### Provided text
******************************
It’s been 7 months since I was told that I had metastatic breast cancer. Stage 2A to be exact about the type. I am still somewhat in what I call “a catatonic state of being.” Sometimes I feel like I’m just going through the motions, no emotions, no concrete thoughts, no sadness even. I can only remember crying once during this ordeal…. and I’m a crybaby.
There are people in my life that have reminded me that I must remember to rest, think positive, remember that my health is more important than anything, and be thankful for things are as well as they are, and rest some more. Well, as far as I’m concerned it’s been long enough. I’m ready to get on with my life, get back to my normal way of being. I want to feel more energetic and not fatigued. I’m ready to get back to that 16 to 18 hour day, that I thought I was accomplishing so much in.
But, according to my oncologist, it’s going to take some time to get back into the swing of things. I’m kicking and screaming in my mind, but my heart knows this is what I need. The truth is that I am just at the beginning of realizing the benefits of this experience. This experience was really an opportunity for me to take a look at what’s really important in life.
Resting, being thankful, practicing a healthy lifestyle, and resting more are very important to living a full, balanced, abundant and quality filled life. I decided to become a Social Worker because I have this desire to inspire others. Working through this experience will prepare me for my work with others. And hopefully by sharing my experience, strength and hope with others I will satisfy that pull within to inspire.
As I share parts of my experience and journey I feel myself beginning to understand, appreciate, and make the connection I need to make to inspire.
******************************
### About this exercise
Please copy the breast cancer reflection starting with "It’s been 7" and going on through "so much in.", switching "fatigued" to "tired".
******************************
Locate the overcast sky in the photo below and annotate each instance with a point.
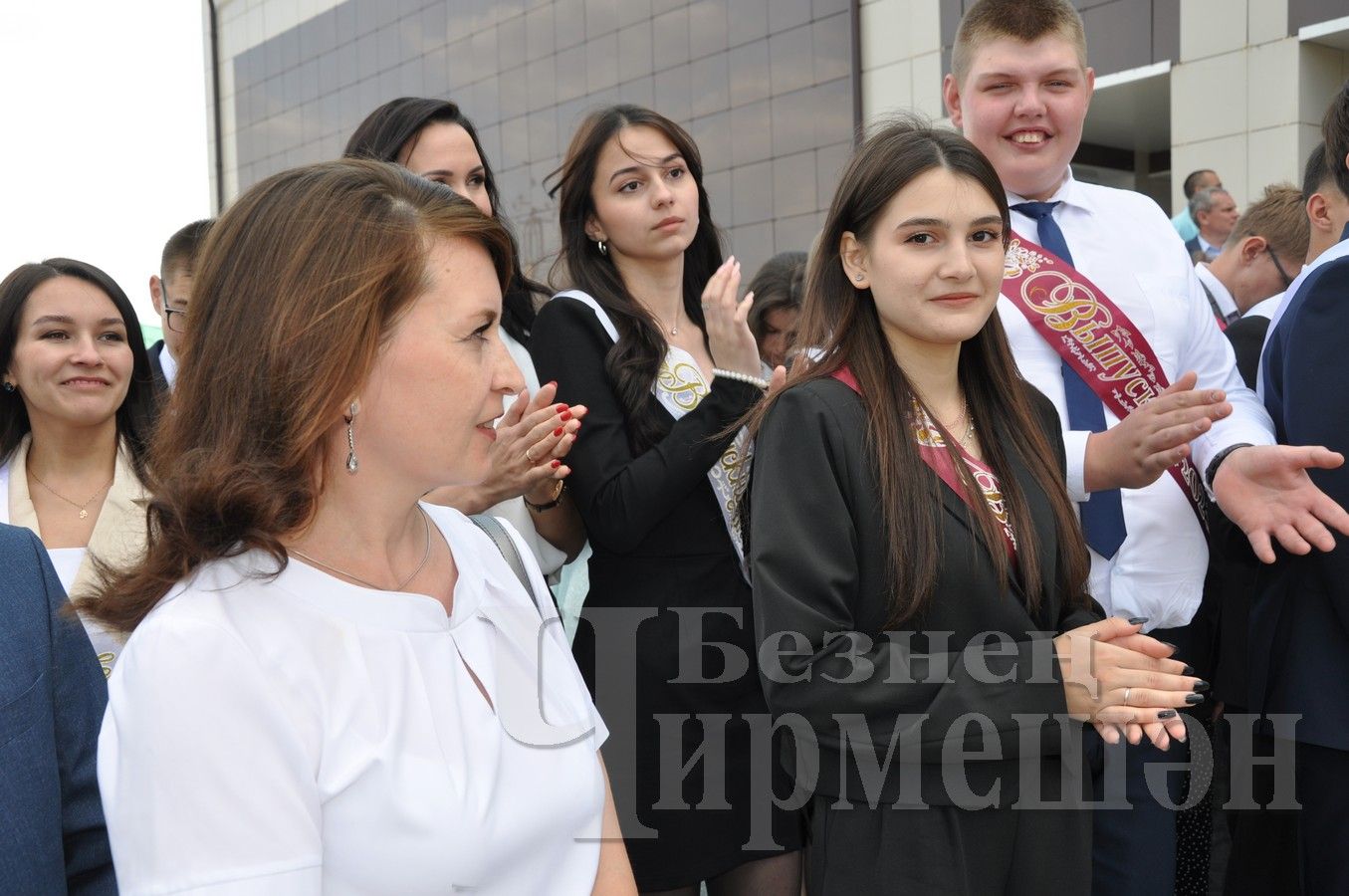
(105, 132)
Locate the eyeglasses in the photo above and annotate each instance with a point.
(174, 318)
(1287, 281)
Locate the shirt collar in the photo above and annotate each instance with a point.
(1070, 193)
(170, 364)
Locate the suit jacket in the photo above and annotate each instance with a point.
(817, 558)
(1299, 623)
(52, 699)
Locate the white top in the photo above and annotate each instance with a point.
(301, 736)
(1125, 245)
(513, 509)
(169, 364)
(1221, 295)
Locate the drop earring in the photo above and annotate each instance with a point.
(352, 464)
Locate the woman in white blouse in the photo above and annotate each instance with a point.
(333, 687)
(75, 414)
(432, 137)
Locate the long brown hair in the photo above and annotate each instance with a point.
(299, 287)
(635, 357)
(843, 327)
(394, 127)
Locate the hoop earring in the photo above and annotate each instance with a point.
(352, 464)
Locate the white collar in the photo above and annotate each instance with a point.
(170, 364)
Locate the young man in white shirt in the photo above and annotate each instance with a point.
(1020, 90)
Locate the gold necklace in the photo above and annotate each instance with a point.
(369, 584)
(83, 508)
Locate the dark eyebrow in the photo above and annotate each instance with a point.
(633, 169)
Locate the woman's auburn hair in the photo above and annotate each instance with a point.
(299, 287)
(843, 327)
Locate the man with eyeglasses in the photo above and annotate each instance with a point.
(170, 291)
(1264, 245)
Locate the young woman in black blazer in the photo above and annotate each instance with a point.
(919, 573)
(653, 340)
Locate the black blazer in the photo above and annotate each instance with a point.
(1299, 623)
(817, 560)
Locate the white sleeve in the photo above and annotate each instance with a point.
(1209, 353)
(206, 783)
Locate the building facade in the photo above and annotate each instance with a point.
(774, 91)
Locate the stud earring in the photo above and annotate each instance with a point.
(352, 464)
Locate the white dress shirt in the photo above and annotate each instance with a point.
(307, 736)
(1125, 245)
(1220, 293)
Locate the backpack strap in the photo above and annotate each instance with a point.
(506, 546)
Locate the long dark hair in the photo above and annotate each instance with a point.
(299, 285)
(390, 132)
(135, 416)
(843, 327)
(635, 357)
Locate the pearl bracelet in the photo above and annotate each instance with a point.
(744, 378)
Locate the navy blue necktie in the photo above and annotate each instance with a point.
(1102, 517)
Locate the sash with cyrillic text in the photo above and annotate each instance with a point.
(1094, 337)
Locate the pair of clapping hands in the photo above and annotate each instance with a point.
(1125, 683)
(1262, 489)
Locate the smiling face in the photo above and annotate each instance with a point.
(1024, 106)
(428, 408)
(444, 152)
(934, 262)
(645, 198)
(72, 363)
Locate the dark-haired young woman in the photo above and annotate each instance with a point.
(654, 341)
(918, 568)
(75, 418)
(434, 140)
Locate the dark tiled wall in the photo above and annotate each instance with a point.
(1121, 34)
(765, 87)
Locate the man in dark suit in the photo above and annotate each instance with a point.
(53, 838)
(170, 291)
(1299, 622)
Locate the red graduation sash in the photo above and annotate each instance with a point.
(1094, 337)
(932, 450)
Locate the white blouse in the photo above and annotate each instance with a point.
(301, 735)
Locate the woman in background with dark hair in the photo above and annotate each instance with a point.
(75, 420)
(653, 340)
(434, 140)
(778, 303)
(908, 502)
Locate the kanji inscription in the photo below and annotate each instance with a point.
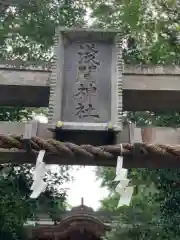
(86, 81)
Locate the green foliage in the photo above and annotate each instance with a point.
(151, 33)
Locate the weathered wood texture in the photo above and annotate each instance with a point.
(144, 88)
(130, 134)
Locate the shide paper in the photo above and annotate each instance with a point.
(122, 188)
(39, 185)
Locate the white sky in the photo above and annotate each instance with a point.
(84, 185)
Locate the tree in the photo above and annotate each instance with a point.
(151, 32)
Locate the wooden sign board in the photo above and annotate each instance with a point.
(86, 80)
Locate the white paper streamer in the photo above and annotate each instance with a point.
(122, 187)
(124, 183)
(126, 196)
(38, 189)
(119, 164)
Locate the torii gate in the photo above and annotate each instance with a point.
(154, 88)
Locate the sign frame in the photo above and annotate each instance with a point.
(57, 77)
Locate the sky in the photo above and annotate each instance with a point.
(84, 184)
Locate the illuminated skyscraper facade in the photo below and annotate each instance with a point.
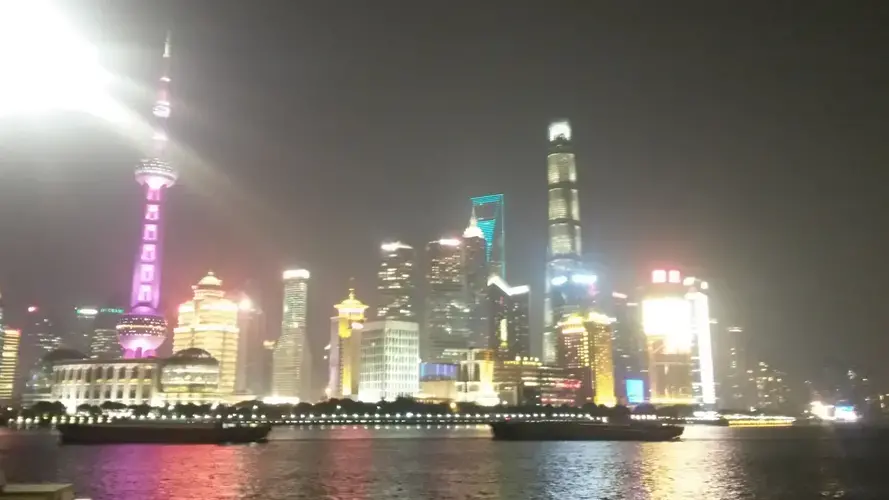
(630, 364)
(390, 361)
(9, 358)
(567, 282)
(667, 324)
(587, 356)
(396, 282)
(210, 322)
(288, 356)
(491, 220)
(345, 347)
(253, 369)
(704, 381)
(447, 315)
(475, 282)
(144, 329)
(509, 327)
(81, 335)
(736, 387)
(103, 342)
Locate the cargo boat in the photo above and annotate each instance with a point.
(583, 431)
(162, 432)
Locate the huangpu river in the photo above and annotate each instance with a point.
(462, 463)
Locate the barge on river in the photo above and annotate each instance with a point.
(162, 432)
(584, 431)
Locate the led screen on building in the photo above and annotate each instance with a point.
(669, 318)
(635, 391)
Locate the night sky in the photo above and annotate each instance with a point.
(747, 142)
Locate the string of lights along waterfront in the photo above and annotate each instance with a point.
(454, 331)
(443, 324)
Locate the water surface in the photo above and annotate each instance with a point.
(462, 463)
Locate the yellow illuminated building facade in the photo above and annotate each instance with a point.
(667, 324)
(210, 322)
(345, 347)
(586, 353)
(9, 357)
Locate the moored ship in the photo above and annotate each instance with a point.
(583, 431)
(162, 432)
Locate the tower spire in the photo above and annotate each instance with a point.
(472, 230)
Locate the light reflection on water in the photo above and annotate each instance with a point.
(358, 462)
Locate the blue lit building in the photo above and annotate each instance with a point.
(490, 219)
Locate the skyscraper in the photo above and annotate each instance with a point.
(288, 357)
(81, 335)
(345, 347)
(587, 355)
(630, 369)
(252, 373)
(509, 327)
(737, 390)
(9, 357)
(396, 282)
(390, 361)
(475, 282)
(491, 220)
(103, 343)
(447, 315)
(667, 323)
(210, 322)
(143, 329)
(704, 382)
(567, 282)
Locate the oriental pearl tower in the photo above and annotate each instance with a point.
(143, 329)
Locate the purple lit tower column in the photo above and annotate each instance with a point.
(143, 329)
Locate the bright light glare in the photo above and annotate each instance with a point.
(670, 318)
(44, 64)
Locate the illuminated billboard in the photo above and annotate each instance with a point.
(635, 391)
(670, 319)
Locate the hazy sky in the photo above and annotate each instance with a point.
(745, 141)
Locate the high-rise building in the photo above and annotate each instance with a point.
(288, 357)
(9, 357)
(527, 381)
(252, 374)
(587, 355)
(475, 282)
(567, 281)
(144, 328)
(736, 390)
(390, 361)
(772, 391)
(630, 369)
(704, 381)
(81, 335)
(491, 220)
(344, 354)
(209, 321)
(396, 282)
(509, 328)
(669, 334)
(447, 315)
(103, 342)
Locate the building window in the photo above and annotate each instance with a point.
(145, 294)
(149, 252)
(149, 232)
(152, 212)
(146, 273)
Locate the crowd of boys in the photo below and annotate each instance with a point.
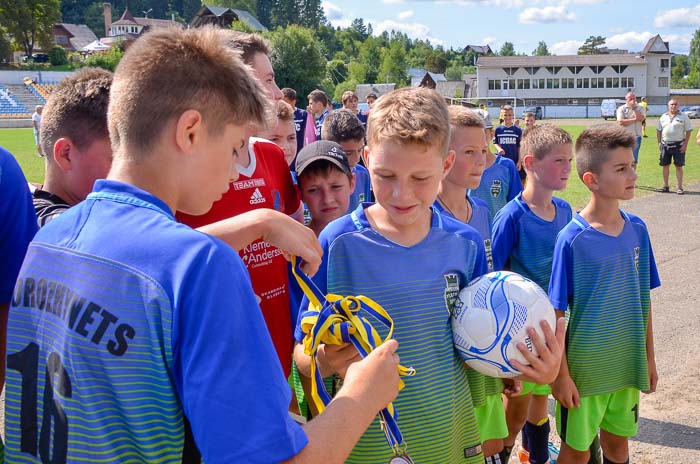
******************************
### Solution for this task
It’s been 7 months since I was told that I had metastatic breast cancer. Stage 2A to be exact about the type. I am still somewhat in what I call “a catatonic state of being.” Sometimes I feel like I’m just going through the motions, no emotions, no concrete thoughts, no sadness even. I can only remember crying once during this ordeal…. and I’m a crybaby.
There are people in my life that have reminded me that I must remember to rest, think positive, remember that my health is more important than anything, and be thankful for things are as well as they are, and rest some more. Well, as far as I’m concerned it’s been long enough. I’m ready to get on with my life, get back to my normal way of being. I want to feel more energetic and not tired. I’m ready to get back to that 16 to 18 hour day, that I thought I was accomplishing so much in.